▶ [Task data]:
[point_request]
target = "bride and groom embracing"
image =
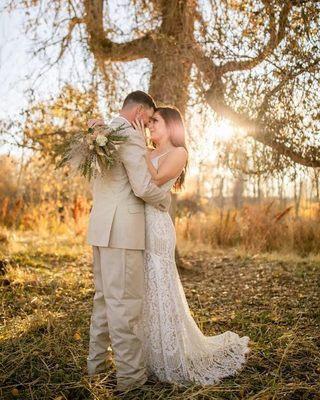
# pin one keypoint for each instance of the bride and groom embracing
(139, 306)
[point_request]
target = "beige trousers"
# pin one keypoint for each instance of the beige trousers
(117, 307)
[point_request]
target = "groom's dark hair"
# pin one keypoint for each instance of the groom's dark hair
(139, 97)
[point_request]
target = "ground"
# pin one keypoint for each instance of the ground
(46, 299)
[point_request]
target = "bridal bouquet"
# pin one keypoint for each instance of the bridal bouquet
(91, 152)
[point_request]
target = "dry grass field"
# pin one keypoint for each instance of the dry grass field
(46, 300)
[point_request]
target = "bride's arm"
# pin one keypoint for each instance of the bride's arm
(170, 168)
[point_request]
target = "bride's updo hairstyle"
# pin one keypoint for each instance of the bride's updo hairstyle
(174, 124)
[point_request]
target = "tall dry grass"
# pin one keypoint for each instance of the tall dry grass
(255, 228)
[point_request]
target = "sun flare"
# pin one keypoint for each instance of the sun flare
(223, 130)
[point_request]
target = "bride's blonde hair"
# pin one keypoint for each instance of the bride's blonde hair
(176, 129)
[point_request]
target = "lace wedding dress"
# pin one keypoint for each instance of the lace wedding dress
(176, 350)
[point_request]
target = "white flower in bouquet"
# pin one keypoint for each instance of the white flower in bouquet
(92, 152)
(101, 140)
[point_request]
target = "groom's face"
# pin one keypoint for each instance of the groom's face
(145, 114)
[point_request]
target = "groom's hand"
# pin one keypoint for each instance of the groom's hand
(139, 126)
(95, 122)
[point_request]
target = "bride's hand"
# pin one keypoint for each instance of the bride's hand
(139, 126)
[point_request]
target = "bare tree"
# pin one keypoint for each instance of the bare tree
(255, 62)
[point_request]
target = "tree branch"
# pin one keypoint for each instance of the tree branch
(104, 48)
(276, 36)
(309, 157)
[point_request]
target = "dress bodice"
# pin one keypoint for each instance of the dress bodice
(155, 162)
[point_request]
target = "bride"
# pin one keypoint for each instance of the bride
(176, 350)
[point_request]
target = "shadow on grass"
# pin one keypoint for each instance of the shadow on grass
(47, 306)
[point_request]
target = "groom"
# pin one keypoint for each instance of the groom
(117, 234)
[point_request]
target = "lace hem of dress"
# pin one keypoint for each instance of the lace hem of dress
(175, 348)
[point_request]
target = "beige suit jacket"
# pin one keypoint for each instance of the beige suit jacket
(117, 216)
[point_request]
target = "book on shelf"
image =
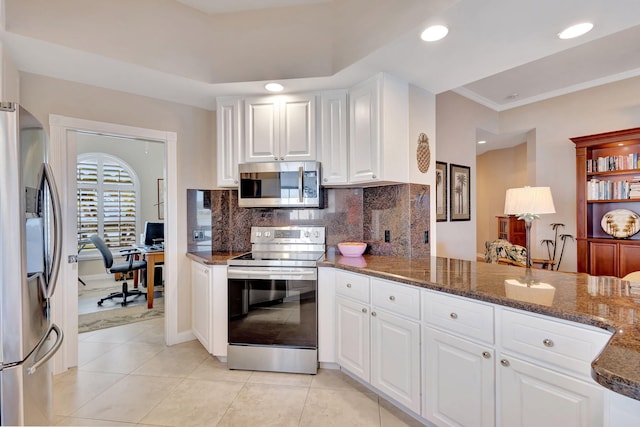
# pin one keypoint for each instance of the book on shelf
(614, 163)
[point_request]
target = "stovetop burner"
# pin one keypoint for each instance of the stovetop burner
(299, 246)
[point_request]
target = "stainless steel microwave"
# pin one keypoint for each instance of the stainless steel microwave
(280, 185)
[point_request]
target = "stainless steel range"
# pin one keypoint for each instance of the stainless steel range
(273, 321)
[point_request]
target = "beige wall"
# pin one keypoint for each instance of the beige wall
(195, 141)
(497, 170)
(550, 153)
(457, 121)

▶ [Work request]:
Please retype the whole listing above exactly, without any of its images.

▶ [Task answer]:
[point_request]
target = "bride and groom embracing"
image =
# pin one keypoint for each instance of the bride and groom embracing
(139, 306)
[point_request]
target = "beige trousers"
# pin one keypoint for each instance of the beige trousers
(117, 307)
[point_request]
target = "groom's dark hair"
# pin one keypoint for each instance of the groom's dark hair
(139, 97)
[point_request]
target = "ground"
# pin one keypoint for each instance of the ground
(46, 299)
[point_request]
target = "bridal bouquet"
# pin one keypoint for each instance of the bridal bouquet
(91, 152)
[point_request]
target = "dry grass field"
# pin one keypoint for each instance of the dry grass field
(46, 300)
[point_request]
target = "bride's arm"
# pin one keypoint for each instance of the bride's arm
(170, 168)
[point_request]
target = "bride's updo hairstyle"
# pin one keypoint for each instance of the bride's updo hairstyle
(174, 124)
[point_request]
target = "tall dry grass"
# pin one keypoint for each instance of the tall dry grass
(255, 228)
[point_request]
target = "sun flare"
# pin one keypoint for each instance of the sun flare
(223, 130)
[point_request]
target = "bride's blonde hair"
# pin one keypoint for each instance of the bride's blonde hair
(176, 129)
[point_request]
target = "lace wedding dress"
# pin one keypoint for each instance of the lace wedding dress
(176, 350)
[point_request]
target = "white flower in bouquet"
# pin one keypoint for each instance of the white flower in bouquet
(92, 152)
(101, 140)
[point_request]
target = "groom's face"
# pin one keypoint for each instance of the groom's face
(145, 114)
[point_request]
target = "groom's hand"
# pin one keypoint for each instance of the groom's hand
(139, 126)
(95, 122)
[point_request]
target = "bride's hand"
# pin one keypoint for each instance of the bride's hand
(139, 126)
[point_request]
target = "bare tree"
# pin one keypoint for each instance of the bare tree
(255, 62)
[point_request]
target = "tree branch"
# pin one keypoint for each instance of the tree branch
(104, 48)
(276, 36)
(309, 157)
[point_request]
target = "dress bodice"
# pin one keypoint for each instance of the dress bodice
(155, 162)
[point_request]
target = "bride"
# pin one keypoint for each instance of the bride
(176, 350)
[point_request]
target = "shadow on grass"
# pin one keypoint for each instance of the shadow on grass
(47, 306)
[point_request]
target = "groom"
# pin one keypoint for each instance of the groom
(117, 234)
[point_request]
target = "lace hem of dress"
# pin one keypoint for each instance of the lace hem of dress
(175, 348)
[point_request]
target = "beige suit jacket"
# pin one keypoint for each instance of the beige suit jacket
(117, 216)
[point_request]
target = "book on shelf"
image =
# pin one keypoint for each instance of the book on shelf
(614, 163)
[point_request]
target = "stovetop burner"
# pin one keypoint for each instance of the stovetop burner
(299, 246)
[point_request]
target = "stainless steel microwave"
# pin one keypoint for each instance of the stainless steel microwave
(280, 185)
[point_request]
target = "stainless steel range"
# pin one keypoint for each instance of the stainless steel range
(273, 321)
[point_request]
target = "beige wall"
# pin one keypoint for each instance of the beige wall
(195, 141)
(497, 170)
(550, 153)
(457, 121)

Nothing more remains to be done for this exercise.